• [Directions for this task]:
Starting at the line with "Query: antenna", transcribe each line through the final one, both included, and add nothing.

• [Data in this exercise]:
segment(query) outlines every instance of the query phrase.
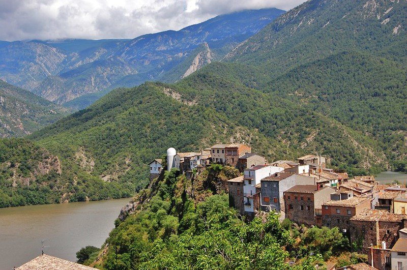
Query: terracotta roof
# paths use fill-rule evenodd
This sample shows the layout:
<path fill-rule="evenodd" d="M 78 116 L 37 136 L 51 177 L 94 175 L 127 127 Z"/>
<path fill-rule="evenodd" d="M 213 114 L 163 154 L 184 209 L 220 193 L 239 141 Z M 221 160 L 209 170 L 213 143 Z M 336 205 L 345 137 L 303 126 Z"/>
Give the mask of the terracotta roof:
<path fill-rule="evenodd" d="M 52 257 L 46 254 L 39 256 L 17 268 L 17 270 L 90 270 L 96 269 Z"/>
<path fill-rule="evenodd" d="M 154 161 L 157 161 L 157 162 L 158 162 L 160 164 L 162 164 L 162 159 L 156 159 L 154 160 L 153 160 L 153 161 L 152 161 L 151 162 L 150 162 L 150 163 L 149 163 L 149 165 L 151 164 L 151 163 L 152 163 Z"/>
<path fill-rule="evenodd" d="M 398 191 L 381 191 L 379 193 L 379 199 L 391 200 L 400 196 L 401 192 Z"/>
<path fill-rule="evenodd" d="M 261 156 L 261 155 L 258 155 L 257 153 L 246 153 L 243 156 L 240 157 L 239 159 L 247 159 L 251 157 L 253 157 L 253 156 L 259 156 L 260 157 L 264 158 L 264 156 Z"/>
<path fill-rule="evenodd" d="M 294 186 L 292 188 L 286 190 L 285 192 L 298 192 L 300 193 L 311 193 L 314 194 L 318 191 L 325 189 L 326 188 L 330 188 L 329 187 L 324 187 L 319 190 L 318 189 L 317 185 L 297 185 Z"/>
<path fill-rule="evenodd" d="M 214 145 L 212 145 L 212 146 L 211 146 L 211 148 L 225 148 L 225 147 L 226 147 L 227 145 L 229 145 L 229 144 L 219 143 L 218 144 L 215 144 Z"/>
<path fill-rule="evenodd" d="M 361 193 L 365 193 L 369 192 L 373 187 L 373 185 L 355 179 L 344 182 L 340 186 L 340 188 L 343 187 Z"/>
<path fill-rule="evenodd" d="M 298 160 L 307 160 L 309 159 L 317 159 L 318 157 L 315 156 L 315 155 L 307 155 L 306 156 L 304 156 L 304 157 L 301 157 L 301 158 L 298 158 L 297 159 Z"/>
<path fill-rule="evenodd" d="M 355 176 L 354 179 L 355 180 L 359 180 L 359 181 L 363 181 L 364 182 L 374 182 L 374 176 L 373 175 L 362 175 Z"/>
<path fill-rule="evenodd" d="M 351 218 L 351 220 L 400 222 L 404 218 L 404 215 L 401 214 L 391 214 L 386 210 L 365 209 Z"/>
<path fill-rule="evenodd" d="M 260 181 L 281 181 L 295 174 L 295 173 L 291 172 L 279 172 L 277 173 L 277 175 L 273 174 L 273 175 L 267 176 L 261 179 Z"/>
<path fill-rule="evenodd" d="M 243 182 L 243 175 L 241 175 L 239 177 L 237 177 L 236 178 L 234 178 L 233 179 L 230 179 L 230 180 L 227 181 L 228 182 Z"/>
<path fill-rule="evenodd" d="M 377 270 L 377 268 L 371 266 L 369 264 L 365 263 L 364 262 L 361 262 L 360 263 L 358 263 L 357 264 L 352 264 L 352 265 L 349 265 L 348 266 L 342 267 L 340 268 L 337 268 L 337 269 L 338 270 L 343 270 L 345 268 L 347 269 L 348 270 Z"/>
<path fill-rule="evenodd" d="M 367 200 L 369 200 L 369 198 L 365 198 L 364 197 L 351 197 L 349 199 L 340 200 L 331 200 L 323 203 L 324 205 L 331 205 L 333 206 L 348 206 L 348 207 L 355 207 L 358 204 L 362 203 L 366 201 Z"/>
<path fill-rule="evenodd" d="M 264 165 L 253 166 L 253 167 L 251 167 L 250 168 L 248 168 L 247 169 L 245 169 L 245 170 L 249 170 L 249 171 L 255 171 L 256 170 L 258 170 L 259 169 L 261 169 L 261 168 L 264 168 L 265 167 L 268 167 L 269 166 L 270 166 L 270 165 Z"/>
<path fill-rule="evenodd" d="M 184 152 L 177 153 L 177 155 L 180 158 L 185 158 L 194 154 L 195 154 L 195 152 Z"/>
<path fill-rule="evenodd" d="M 393 248 L 391 249 L 392 251 L 399 251 L 401 252 L 407 252 L 407 238 L 400 238 Z"/>

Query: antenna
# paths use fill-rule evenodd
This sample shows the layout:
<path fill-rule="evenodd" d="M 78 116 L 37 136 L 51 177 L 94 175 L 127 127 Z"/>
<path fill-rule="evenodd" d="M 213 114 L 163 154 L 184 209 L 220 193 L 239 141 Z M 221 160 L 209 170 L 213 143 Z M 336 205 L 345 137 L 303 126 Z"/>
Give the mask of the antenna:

• [Solution to this problem]:
Query: antenna
# paths use fill-rule evenodd
This sample shows the layout:
<path fill-rule="evenodd" d="M 78 116 L 37 136 L 51 177 L 94 175 L 127 127 Z"/>
<path fill-rule="evenodd" d="M 213 114 L 163 154 L 184 209 L 220 193 L 239 141 Z M 221 160 L 209 170 L 213 143 Z M 336 205 L 345 137 L 303 126 Z"/>
Give the mask of the antenna:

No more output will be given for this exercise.